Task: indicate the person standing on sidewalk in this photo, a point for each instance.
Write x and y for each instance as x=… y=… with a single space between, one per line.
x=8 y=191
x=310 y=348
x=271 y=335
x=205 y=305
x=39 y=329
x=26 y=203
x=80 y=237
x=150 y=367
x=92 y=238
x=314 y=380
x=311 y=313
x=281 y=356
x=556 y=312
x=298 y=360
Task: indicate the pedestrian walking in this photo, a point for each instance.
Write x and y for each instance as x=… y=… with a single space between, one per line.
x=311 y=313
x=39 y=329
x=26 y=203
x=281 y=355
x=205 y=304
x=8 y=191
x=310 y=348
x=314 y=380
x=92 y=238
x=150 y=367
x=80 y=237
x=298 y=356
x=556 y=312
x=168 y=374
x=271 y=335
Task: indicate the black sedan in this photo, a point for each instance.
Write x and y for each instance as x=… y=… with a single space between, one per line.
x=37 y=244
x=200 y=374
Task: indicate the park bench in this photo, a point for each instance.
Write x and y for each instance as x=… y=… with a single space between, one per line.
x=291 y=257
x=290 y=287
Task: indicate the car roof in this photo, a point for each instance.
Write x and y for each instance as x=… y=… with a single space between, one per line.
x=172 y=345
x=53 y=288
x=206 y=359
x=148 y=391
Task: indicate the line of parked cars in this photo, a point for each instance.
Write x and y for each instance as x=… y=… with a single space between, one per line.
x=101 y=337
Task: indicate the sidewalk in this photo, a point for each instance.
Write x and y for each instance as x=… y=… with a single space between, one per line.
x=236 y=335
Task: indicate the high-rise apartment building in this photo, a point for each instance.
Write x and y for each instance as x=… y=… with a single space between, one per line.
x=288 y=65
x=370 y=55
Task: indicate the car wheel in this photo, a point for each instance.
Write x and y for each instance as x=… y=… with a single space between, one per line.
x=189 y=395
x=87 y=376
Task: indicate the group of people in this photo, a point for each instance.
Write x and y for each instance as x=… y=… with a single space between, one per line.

+ + + + +

=== Description of the task ===
Take the listing above and repeat exactly the lines from the one containing "Task: indicate the park" through the one containing "Task: indicate the sidewalk", both included.

=== Output of the task ===
Task: indicate the park bench in this photo, a point for each instance.
Write x and y for each instance as x=… y=… with a single space between, one per line.
x=291 y=257
x=290 y=287
Task: indicate the car roof in this photo, a point for each instance.
Write x and y for each instance as x=… y=… with a single space between, one per line.
x=172 y=345
x=53 y=288
x=206 y=359
x=148 y=391
Task: indicate the line of parked cars in this photo, a point for each instance.
Write x and y for each instance as x=… y=… with a single space between, one per line.
x=101 y=337
Task: indicate the sidewalk in this photo, a point for each instance.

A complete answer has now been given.